— begin DATA ENTRIES —
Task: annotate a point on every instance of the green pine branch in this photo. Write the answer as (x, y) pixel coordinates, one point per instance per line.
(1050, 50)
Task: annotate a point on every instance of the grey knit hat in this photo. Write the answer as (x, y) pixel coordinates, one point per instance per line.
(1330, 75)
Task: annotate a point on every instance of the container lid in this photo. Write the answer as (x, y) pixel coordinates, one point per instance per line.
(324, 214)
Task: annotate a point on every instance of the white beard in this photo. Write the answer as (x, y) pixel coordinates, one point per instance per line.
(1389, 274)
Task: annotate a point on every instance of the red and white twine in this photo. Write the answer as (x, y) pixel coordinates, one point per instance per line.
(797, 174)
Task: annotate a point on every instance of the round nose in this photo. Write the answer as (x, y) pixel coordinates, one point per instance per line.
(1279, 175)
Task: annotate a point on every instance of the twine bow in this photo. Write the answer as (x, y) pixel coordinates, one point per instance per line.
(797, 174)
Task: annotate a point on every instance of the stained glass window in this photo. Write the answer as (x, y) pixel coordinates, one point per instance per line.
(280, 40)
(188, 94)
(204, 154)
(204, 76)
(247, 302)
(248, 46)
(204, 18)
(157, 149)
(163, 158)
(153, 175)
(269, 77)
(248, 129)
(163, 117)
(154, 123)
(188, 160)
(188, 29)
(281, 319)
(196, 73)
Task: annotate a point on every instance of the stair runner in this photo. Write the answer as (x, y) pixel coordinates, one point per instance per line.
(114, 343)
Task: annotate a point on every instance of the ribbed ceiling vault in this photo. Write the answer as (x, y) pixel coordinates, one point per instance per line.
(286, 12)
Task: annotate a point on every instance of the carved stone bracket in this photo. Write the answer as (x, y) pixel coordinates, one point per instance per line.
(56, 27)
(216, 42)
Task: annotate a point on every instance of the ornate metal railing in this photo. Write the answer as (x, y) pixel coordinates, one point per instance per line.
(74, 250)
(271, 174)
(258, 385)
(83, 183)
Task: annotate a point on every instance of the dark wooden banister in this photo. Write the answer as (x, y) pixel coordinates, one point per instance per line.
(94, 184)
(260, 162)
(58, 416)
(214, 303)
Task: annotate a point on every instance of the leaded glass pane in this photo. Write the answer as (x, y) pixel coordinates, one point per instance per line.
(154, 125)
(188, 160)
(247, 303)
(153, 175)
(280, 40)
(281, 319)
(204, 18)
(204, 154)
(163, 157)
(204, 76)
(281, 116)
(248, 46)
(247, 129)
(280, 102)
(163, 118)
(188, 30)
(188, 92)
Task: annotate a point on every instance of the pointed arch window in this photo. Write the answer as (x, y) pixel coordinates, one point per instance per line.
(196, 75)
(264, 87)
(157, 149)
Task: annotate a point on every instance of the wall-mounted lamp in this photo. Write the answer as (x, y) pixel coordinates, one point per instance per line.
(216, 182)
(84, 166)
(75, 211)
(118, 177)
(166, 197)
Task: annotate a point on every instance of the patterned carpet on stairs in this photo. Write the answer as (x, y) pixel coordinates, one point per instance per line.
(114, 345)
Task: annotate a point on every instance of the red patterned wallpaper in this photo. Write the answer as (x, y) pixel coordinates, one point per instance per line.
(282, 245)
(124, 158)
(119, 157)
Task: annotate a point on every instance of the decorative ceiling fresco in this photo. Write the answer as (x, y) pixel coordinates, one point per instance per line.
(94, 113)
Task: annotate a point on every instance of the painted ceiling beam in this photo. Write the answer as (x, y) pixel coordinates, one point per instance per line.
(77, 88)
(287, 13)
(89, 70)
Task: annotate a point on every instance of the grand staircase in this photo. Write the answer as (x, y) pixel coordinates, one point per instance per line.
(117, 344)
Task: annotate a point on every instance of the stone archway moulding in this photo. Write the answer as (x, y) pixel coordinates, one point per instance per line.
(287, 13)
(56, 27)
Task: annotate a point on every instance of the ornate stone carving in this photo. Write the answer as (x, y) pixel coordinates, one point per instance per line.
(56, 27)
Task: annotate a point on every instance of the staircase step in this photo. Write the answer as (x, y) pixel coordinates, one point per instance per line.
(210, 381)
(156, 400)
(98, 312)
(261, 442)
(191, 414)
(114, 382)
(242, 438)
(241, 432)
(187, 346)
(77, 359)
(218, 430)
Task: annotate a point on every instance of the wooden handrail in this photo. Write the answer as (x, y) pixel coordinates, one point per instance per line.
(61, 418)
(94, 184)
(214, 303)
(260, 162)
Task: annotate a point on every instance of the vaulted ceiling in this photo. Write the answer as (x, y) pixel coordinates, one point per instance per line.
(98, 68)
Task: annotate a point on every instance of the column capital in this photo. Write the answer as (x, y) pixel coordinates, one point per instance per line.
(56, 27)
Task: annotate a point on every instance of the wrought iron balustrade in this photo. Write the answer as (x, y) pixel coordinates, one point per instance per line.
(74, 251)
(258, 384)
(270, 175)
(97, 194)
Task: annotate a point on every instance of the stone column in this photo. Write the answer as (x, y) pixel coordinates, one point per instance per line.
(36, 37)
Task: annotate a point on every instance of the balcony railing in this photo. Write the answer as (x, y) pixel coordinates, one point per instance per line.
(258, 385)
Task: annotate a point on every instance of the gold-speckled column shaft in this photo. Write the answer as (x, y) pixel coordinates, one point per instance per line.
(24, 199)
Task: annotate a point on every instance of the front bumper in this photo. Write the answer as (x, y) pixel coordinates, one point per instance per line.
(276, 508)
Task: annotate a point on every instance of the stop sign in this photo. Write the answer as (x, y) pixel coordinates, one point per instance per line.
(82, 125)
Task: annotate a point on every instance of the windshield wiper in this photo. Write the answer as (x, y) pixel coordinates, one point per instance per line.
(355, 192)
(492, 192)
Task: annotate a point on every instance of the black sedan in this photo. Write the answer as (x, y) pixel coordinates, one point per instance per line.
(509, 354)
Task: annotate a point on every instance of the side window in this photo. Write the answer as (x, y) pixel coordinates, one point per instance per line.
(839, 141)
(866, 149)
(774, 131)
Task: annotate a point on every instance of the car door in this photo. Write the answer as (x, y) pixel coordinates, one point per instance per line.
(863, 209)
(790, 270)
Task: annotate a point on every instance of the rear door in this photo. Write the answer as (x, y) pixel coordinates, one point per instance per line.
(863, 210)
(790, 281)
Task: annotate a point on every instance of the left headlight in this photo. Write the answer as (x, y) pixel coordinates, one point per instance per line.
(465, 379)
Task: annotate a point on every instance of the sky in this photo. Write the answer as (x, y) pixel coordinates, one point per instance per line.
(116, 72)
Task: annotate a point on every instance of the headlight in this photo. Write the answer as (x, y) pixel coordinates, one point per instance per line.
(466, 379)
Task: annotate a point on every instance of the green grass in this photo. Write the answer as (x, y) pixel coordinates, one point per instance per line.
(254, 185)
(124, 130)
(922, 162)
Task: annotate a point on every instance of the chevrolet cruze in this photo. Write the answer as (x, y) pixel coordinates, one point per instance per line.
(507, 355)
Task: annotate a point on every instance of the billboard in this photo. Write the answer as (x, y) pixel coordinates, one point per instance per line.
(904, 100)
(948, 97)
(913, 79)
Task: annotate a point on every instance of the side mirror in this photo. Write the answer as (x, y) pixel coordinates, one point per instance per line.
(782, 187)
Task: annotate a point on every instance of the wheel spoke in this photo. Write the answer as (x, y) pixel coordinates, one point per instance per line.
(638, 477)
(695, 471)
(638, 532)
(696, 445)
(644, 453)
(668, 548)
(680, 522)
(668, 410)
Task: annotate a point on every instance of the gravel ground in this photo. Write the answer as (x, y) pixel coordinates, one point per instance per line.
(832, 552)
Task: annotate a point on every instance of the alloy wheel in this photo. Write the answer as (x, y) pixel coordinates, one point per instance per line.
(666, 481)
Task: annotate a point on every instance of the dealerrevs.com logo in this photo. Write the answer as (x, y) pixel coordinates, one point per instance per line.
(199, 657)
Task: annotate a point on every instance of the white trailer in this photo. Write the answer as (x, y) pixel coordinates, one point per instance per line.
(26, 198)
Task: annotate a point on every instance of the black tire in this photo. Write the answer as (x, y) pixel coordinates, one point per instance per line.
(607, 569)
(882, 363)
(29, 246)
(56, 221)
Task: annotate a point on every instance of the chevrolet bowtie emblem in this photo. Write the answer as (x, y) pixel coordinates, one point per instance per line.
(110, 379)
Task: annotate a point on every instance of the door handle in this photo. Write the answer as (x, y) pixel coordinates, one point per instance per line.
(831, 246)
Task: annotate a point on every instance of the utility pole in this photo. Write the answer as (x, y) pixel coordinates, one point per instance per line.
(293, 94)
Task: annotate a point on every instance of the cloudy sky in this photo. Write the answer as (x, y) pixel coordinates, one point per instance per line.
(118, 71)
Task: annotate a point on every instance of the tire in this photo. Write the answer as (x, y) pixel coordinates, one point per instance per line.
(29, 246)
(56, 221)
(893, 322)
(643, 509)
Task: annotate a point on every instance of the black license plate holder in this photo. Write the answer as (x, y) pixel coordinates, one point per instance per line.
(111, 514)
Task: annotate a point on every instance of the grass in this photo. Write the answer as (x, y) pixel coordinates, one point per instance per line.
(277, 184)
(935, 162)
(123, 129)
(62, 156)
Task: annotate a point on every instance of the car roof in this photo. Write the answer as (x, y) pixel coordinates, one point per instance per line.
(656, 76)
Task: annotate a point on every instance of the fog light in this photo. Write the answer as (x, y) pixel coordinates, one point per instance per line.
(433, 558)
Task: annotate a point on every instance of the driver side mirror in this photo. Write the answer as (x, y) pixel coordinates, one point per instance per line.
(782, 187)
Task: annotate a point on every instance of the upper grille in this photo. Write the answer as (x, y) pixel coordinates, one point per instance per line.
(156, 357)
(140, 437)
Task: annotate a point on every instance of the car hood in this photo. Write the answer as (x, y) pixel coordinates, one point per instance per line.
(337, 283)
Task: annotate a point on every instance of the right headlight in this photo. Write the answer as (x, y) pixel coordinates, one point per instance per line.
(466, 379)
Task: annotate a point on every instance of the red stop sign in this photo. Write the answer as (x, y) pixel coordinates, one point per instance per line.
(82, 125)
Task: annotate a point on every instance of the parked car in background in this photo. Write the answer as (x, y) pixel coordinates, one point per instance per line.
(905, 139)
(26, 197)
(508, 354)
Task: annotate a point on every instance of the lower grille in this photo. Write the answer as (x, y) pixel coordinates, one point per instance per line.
— end DATA ENTRIES —
- _WHAT YOU ARE ASKED TO DO_
Repeat the lines above from the first one up to and including the line with "(1389, 274)", keeping the requests as they are but multiplying each coordinate in the answers by 1.2 and rounding to whole numbers, with halves rounded up. Give only those lines.

- _CORRECT OUTPUT_
Task: annotate a point on every instance of the green pine branch in this photo. Write the answer as (x, y) pixel coordinates, one point per instance per line.
(1260, 60)
Task: annotate a point on every instance of the grey knit hat in this photo. Write the answer as (x, y) pixel coordinates, one point per instance per line.
(1596, 90)
Task: annotate a point on every instance of the container lid in this photo. Write the answer as (x, y) pixel coordinates, one point per instance per line.
(389, 257)
Task: annotate a point on every instance of the white beard in this photo. Write the answer as (x, y) pixel coordinates, one point per instance per line.
(1667, 329)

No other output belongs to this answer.